## [Extract]
The Announcement Experience

December 15, 2016

Having custom announcements and invitations made can be easy if you know how to do it.

I made things a little easy on myself for my last big order.


  • I designed my own using Microsoft publisher. To be fair, I modified a design that comes with the program. I used some photographs we had made.
  • I ordered 120 invites, 200 address labels, 10 rsvp cards for older folks, 150 thank you cards, and one yard /driveway sign for $160. It's unlikely you would be impressed with my cardstock ;-p.
  • Had to have them reprinted because they couldn't properly trim a border. But they very nicely reprinted it with a modified design for free. Exactly what this sub led me to expect! Fair quality, but a good price with good customer service.
  • Edited to add pictures of the design. Pictures of the printed invite will be added later. Save the Date included to show you why I needed the border dang it!

As far as the sizes of the invitations, I think Vistaprint's are a little non-standard: a bit smaller than 5" wide, and a little more than 7" long.

I found the exact dimensions on their website once the first design I uploaded was the wrong proportions. I really wish I had found that sooner.

In Microsoft Publisher I just created a blank document of exactly the dimensions I needed.

## [Exercise description]
Reproduce the announcements text word for word from "I made things" to "border dang it!".

## [Excerpted records]
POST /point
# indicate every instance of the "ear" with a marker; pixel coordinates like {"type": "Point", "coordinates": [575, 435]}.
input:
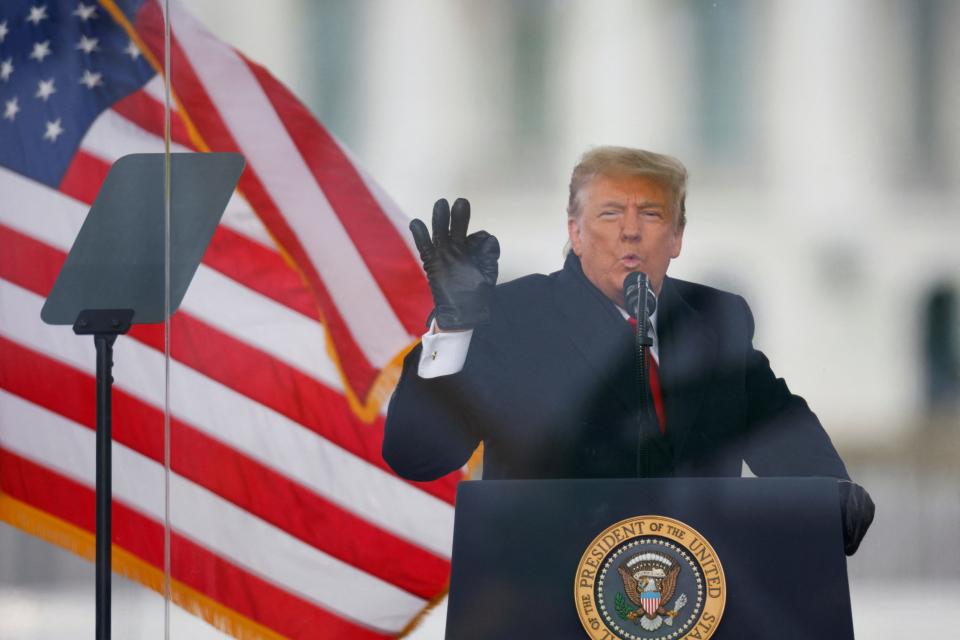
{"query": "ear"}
{"type": "Point", "coordinates": [677, 243]}
{"type": "Point", "coordinates": [573, 231]}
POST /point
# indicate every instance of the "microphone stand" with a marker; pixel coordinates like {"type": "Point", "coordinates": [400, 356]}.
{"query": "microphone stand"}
{"type": "Point", "coordinates": [639, 291]}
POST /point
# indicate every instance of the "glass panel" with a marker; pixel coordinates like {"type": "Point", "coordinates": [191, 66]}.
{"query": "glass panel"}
{"type": "Point", "coordinates": [77, 87]}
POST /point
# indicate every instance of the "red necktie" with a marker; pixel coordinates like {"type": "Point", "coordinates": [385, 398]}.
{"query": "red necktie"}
{"type": "Point", "coordinates": [654, 374]}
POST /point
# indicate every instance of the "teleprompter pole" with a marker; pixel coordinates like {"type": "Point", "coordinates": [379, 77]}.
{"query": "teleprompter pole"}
{"type": "Point", "coordinates": [105, 325]}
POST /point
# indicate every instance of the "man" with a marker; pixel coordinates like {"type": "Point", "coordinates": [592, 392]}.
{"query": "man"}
{"type": "Point", "coordinates": [543, 370]}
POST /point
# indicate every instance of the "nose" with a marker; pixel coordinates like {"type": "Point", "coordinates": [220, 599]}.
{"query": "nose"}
{"type": "Point", "coordinates": [630, 225]}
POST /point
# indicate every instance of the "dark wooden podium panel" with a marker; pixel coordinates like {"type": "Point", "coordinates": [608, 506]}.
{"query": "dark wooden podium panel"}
{"type": "Point", "coordinates": [517, 545]}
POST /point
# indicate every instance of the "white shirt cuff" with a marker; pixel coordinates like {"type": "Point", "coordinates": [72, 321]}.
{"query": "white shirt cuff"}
{"type": "Point", "coordinates": [443, 353]}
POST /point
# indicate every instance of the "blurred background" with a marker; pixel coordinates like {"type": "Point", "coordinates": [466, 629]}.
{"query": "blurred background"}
{"type": "Point", "coordinates": [823, 146]}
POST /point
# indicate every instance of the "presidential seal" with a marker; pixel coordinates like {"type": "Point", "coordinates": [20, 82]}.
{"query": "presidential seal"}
{"type": "Point", "coordinates": [650, 578]}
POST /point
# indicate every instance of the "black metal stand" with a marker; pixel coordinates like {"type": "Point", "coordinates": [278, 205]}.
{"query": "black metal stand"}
{"type": "Point", "coordinates": [104, 325]}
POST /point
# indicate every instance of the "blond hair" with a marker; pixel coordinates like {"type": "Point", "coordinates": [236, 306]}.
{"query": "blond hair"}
{"type": "Point", "coordinates": [615, 162]}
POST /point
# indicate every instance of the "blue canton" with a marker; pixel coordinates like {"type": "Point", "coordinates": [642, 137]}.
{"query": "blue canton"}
{"type": "Point", "coordinates": [62, 63]}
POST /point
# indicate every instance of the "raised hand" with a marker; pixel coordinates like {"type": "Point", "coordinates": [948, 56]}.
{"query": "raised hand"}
{"type": "Point", "coordinates": [461, 269]}
{"type": "Point", "coordinates": [856, 512]}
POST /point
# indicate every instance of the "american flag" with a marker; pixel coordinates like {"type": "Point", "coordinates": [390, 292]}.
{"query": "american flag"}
{"type": "Point", "coordinates": [285, 520]}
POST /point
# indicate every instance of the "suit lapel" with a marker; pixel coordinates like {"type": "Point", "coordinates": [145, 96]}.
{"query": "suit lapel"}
{"type": "Point", "coordinates": [598, 331]}
{"type": "Point", "coordinates": [687, 350]}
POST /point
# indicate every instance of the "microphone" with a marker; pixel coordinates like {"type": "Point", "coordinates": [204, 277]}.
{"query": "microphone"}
{"type": "Point", "coordinates": [638, 295]}
{"type": "Point", "coordinates": [641, 303]}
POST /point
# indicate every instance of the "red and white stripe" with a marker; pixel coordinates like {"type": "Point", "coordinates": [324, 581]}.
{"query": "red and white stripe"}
{"type": "Point", "coordinates": [282, 507]}
{"type": "Point", "coordinates": [347, 241]}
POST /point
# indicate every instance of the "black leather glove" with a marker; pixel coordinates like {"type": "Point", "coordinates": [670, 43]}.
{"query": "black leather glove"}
{"type": "Point", "coordinates": [856, 512]}
{"type": "Point", "coordinates": [461, 269]}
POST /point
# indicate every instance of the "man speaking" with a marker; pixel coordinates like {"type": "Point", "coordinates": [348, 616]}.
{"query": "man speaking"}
{"type": "Point", "coordinates": [547, 371]}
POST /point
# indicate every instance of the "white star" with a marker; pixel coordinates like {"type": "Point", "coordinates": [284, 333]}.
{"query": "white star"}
{"type": "Point", "coordinates": [53, 130]}
{"type": "Point", "coordinates": [85, 11]}
{"type": "Point", "coordinates": [6, 69]}
{"type": "Point", "coordinates": [132, 50]}
{"type": "Point", "coordinates": [45, 89]}
{"type": "Point", "coordinates": [40, 50]}
{"type": "Point", "coordinates": [37, 14]}
{"type": "Point", "coordinates": [91, 79]}
{"type": "Point", "coordinates": [87, 45]}
{"type": "Point", "coordinates": [11, 109]}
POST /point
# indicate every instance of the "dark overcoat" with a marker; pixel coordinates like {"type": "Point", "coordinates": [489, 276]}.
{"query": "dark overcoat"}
{"type": "Point", "coordinates": [549, 387]}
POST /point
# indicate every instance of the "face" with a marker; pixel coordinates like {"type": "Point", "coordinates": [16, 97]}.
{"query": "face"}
{"type": "Point", "coordinates": [625, 224]}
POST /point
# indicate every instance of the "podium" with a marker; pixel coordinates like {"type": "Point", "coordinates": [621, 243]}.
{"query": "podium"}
{"type": "Point", "coordinates": [542, 558]}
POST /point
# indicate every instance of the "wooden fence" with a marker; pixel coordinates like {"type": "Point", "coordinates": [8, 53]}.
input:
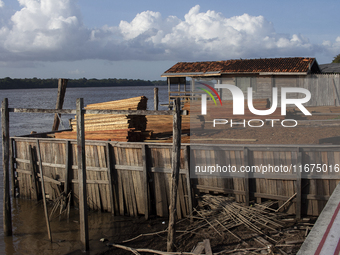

## [Task output]
I made things a little easy on myself for my last big order.


  • I designed my own using Microsoft publisher. To be fair, I modified a design that comes with the program. I used some photographs we had made.
  • I ordered 120 invites, 200 address labels, 10 rsvp cards for older folks, 150 thank you cards, and one yard /driveway sign for $160. It's unlikely you would be impressed with my cardstock ;-p.
  • Had to have them reprinted because they couldn't properly trim a border. But they very nicely reprinted it with a modified design for free. Exactly what this sub led me to expect! Fair quality, but a good price with good customer service.
  • Edited to add pictures of the design. Pictures of the printed invite will be added later. Save the Date included to show you why I needed the border dang it!